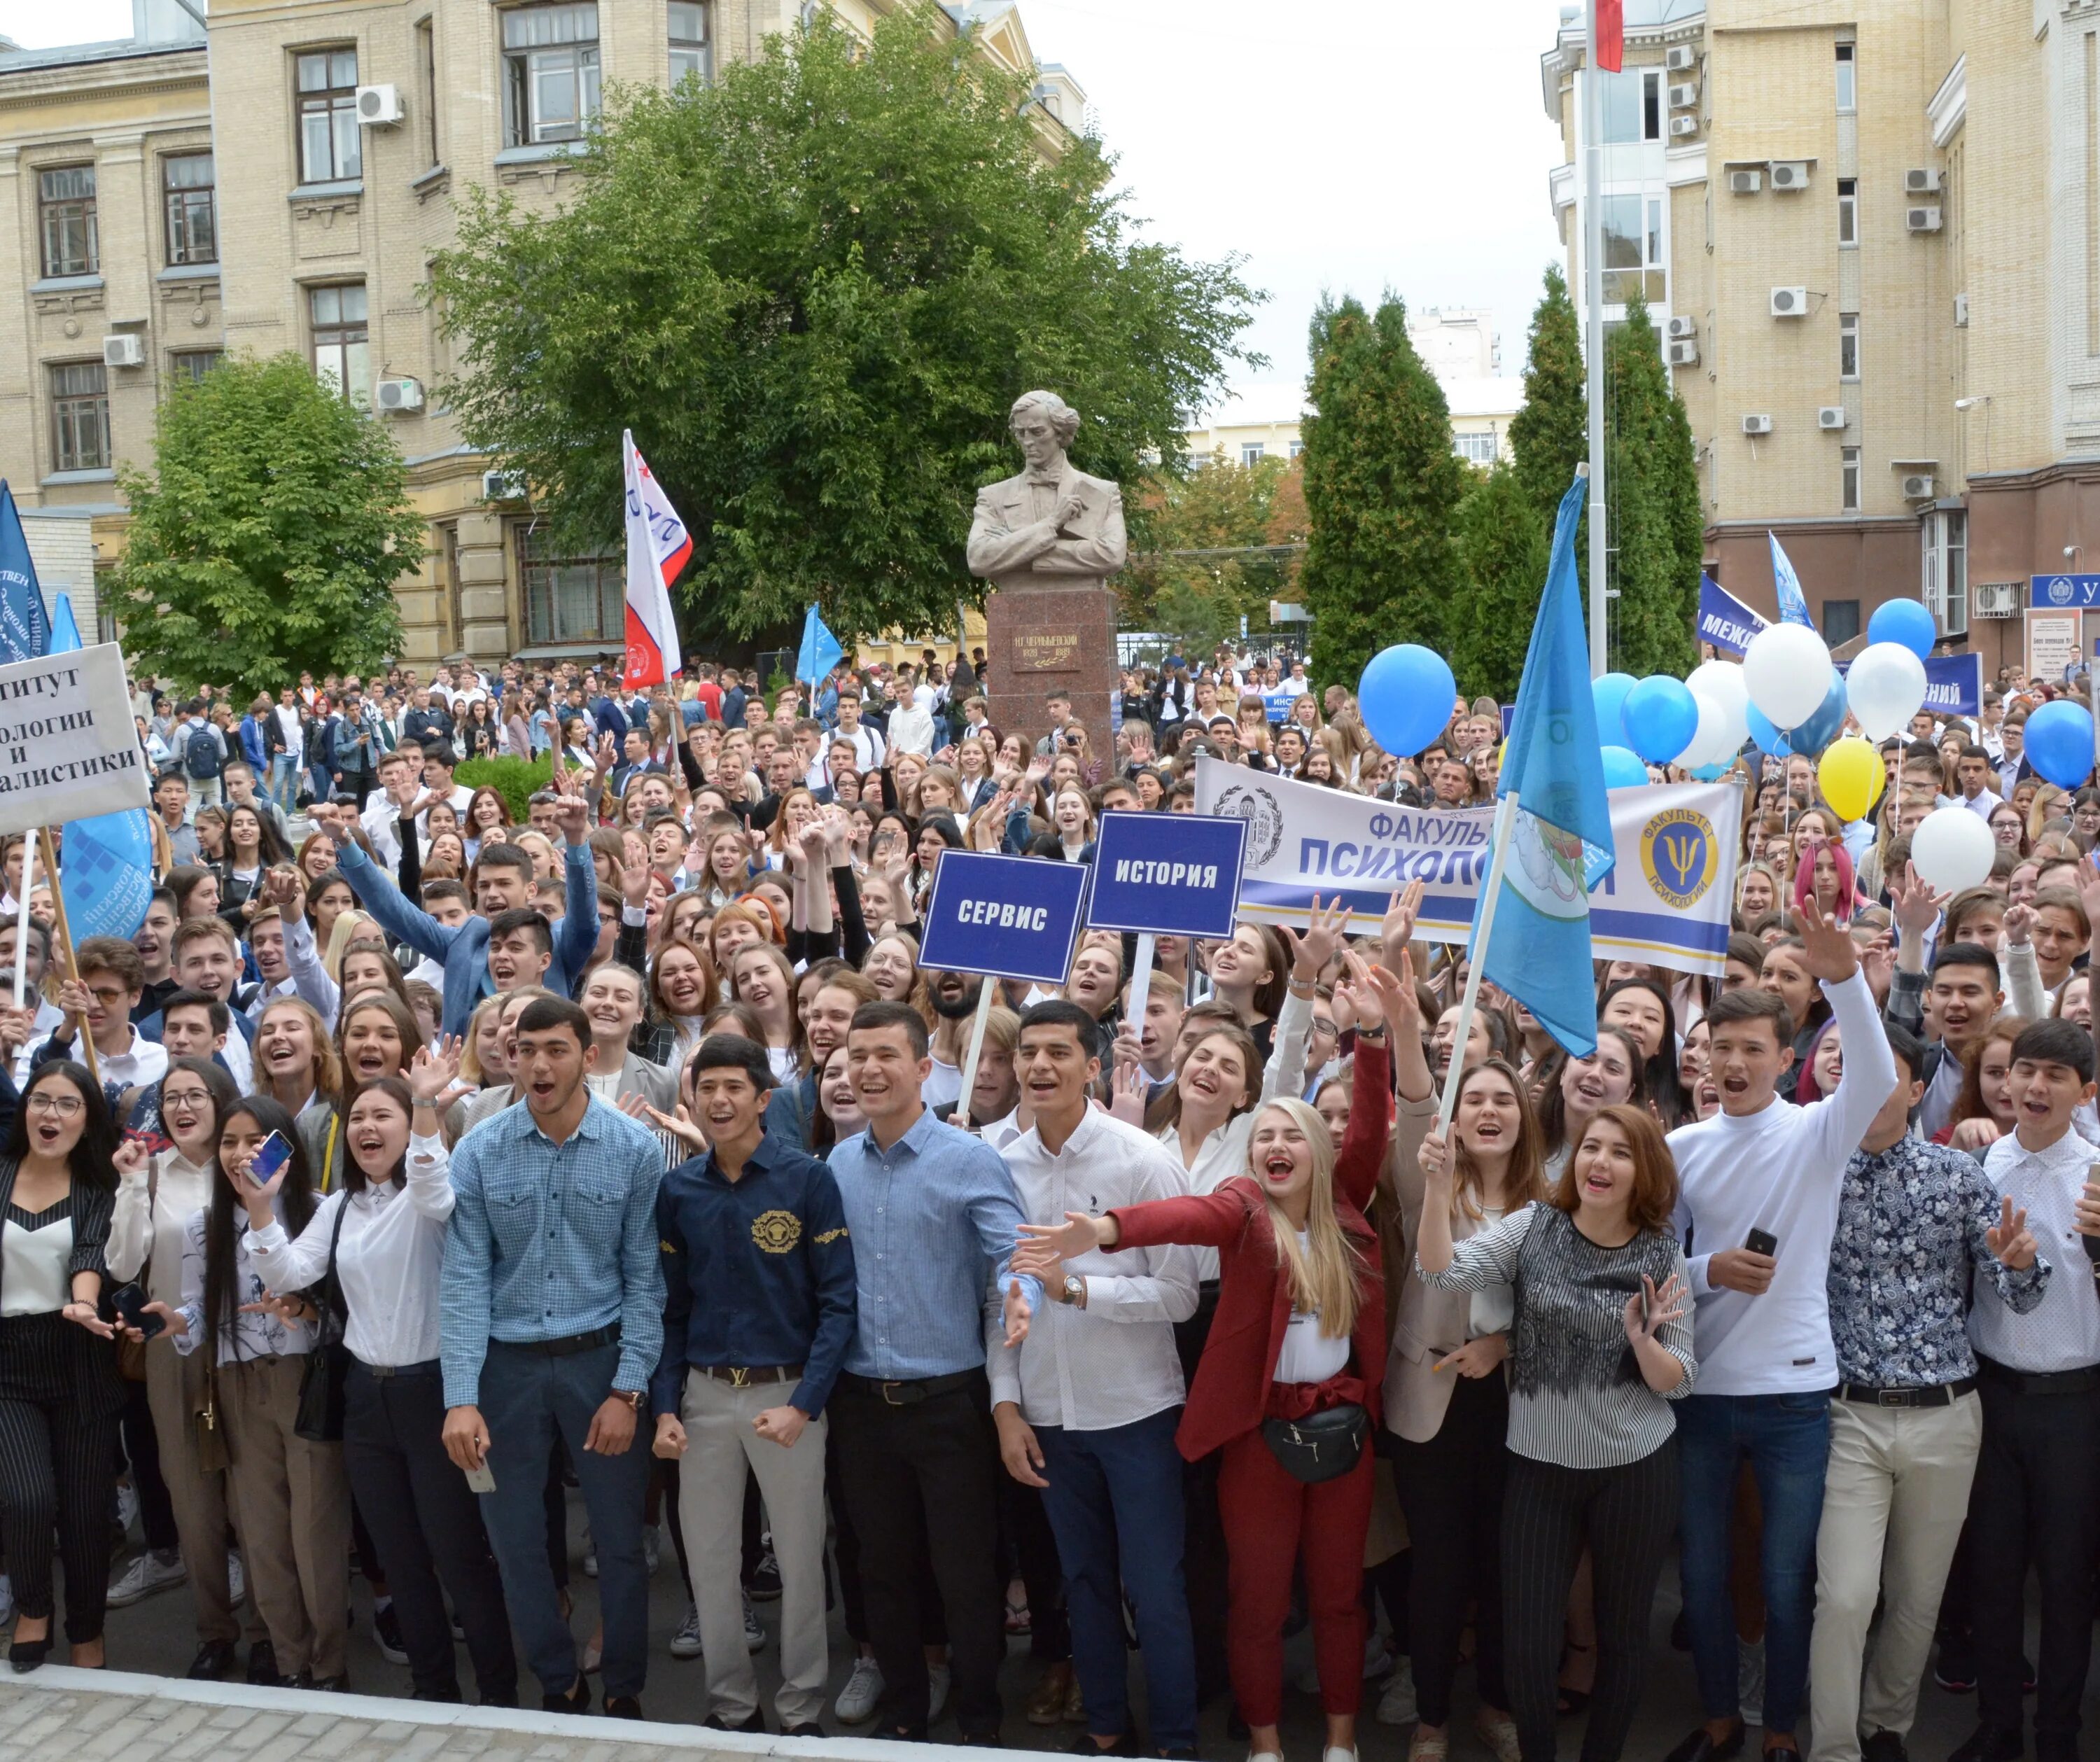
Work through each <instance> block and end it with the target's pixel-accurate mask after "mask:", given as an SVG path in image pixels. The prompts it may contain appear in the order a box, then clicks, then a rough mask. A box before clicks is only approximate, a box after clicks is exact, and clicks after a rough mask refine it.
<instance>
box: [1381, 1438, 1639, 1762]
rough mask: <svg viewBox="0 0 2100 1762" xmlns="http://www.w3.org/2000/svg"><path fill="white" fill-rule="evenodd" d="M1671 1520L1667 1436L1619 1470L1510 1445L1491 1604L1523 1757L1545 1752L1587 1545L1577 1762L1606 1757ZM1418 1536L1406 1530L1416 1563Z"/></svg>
mask: <svg viewBox="0 0 2100 1762" xmlns="http://www.w3.org/2000/svg"><path fill="white" fill-rule="evenodd" d="M1676 1527H1678V1445H1676V1439H1672V1441H1669V1443H1665V1445H1663V1447H1661V1449H1659V1451H1655V1453H1653V1455H1644V1457H1640V1462H1627V1464H1623V1466H1619V1468H1560V1466H1558V1464H1554V1462H1533V1460H1531V1457H1525V1455H1516V1453H1512V1455H1510V1472H1508V1489H1506V1493H1504V1502H1501V1609H1504V1617H1501V1619H1504V1630H1506V1634H1508V1646H1510V1712H1512V1714H1514V1716H1516V1735H1518V1741H1520V1743H1522V1749H1525V1762H1554V1709H1556V1699H1558V1691H1556V1682H1558V1676H1560V1640H1562V1636H1564V1634H1567V1607H1569V1586H1571V1583H1573V1581H1575V1562H1577V1560H1579V1558H1581V1548H1583V1544H1585V1541H1588V1544H1590V1560H1592V1583H1594V1586H1596V1688H1594V1691H1592V1695H1590V1726H1588V1730H1585V1733H1583V1739H1581V1762H1617V1758H1619V1751H1623V1749H1625V1735H1627V1730H1632V1724H1634V1712H1636V1709H1638V1707H1640V1691H1642V1686H1644V1682H1646V1672H1648V1617H1651V1613H1653V1611H1655V1581H1657V1579H1659V1577H1661V1571H1663V1554H1665V1552H1667V1550H1669V1537H1672V1533H1674V1531H1676ZM1420 1554H1422V1537H1415V1571H1422V1567H1420Z"/></svg>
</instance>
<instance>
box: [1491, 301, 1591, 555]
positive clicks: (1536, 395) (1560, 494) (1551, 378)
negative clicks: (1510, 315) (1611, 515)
mask: <svg viewBox="0 0 2100 1762" xmlns="http://www.w3.org/2000/svg"><path fill="white" fill-rule="evenodd" d="M1510 452H1512V454H1514V458H1516V483H1518V487H1520V489H1522V491H1525V500H1527V502H1531V510H1533V512H1535V515H1537V517H1539V523H1541V525H1543V527H1546V531H1548V536H1550V533H1552V525H1554V510H1556V508H1558V506H1560V498H1562V496H1567V489H1569V483H1573V481H1575V466H1577V464H1581V462H1583V460H1585V458H1590V405H1588V397H1585V393H1583V353H1581V323H1577V319H1575V302H1573V300H1571V298H1569V284H1567V277H1564V275H1562V273H1560V267H1558V265H1548V269H1546V292H1543V294H1541V296H1539V305H1537V307H1535V309H1533V313H1531V336H1529V338H1527V344H1525V407H1522V410H1518V412H1516V416H1514V418H1510ZM1575 554H1577V557H1583V540H1581V536H1579V533H1577V538H1575ZM1583 567H1588V559H1585V561H1583Z"/></svg>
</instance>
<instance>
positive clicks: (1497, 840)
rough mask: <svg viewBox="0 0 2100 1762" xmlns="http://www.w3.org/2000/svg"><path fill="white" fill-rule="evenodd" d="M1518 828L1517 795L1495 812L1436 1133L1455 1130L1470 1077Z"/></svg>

+ + +

> **YOUR ASSIGNMENT**: From the listing, copy every line where the string "positive" appears.

> **ANSWER SPACE**:
positive clicks: (1536, 395) (1560, 494) (1551, 378)
positive clicks: (1497, 840)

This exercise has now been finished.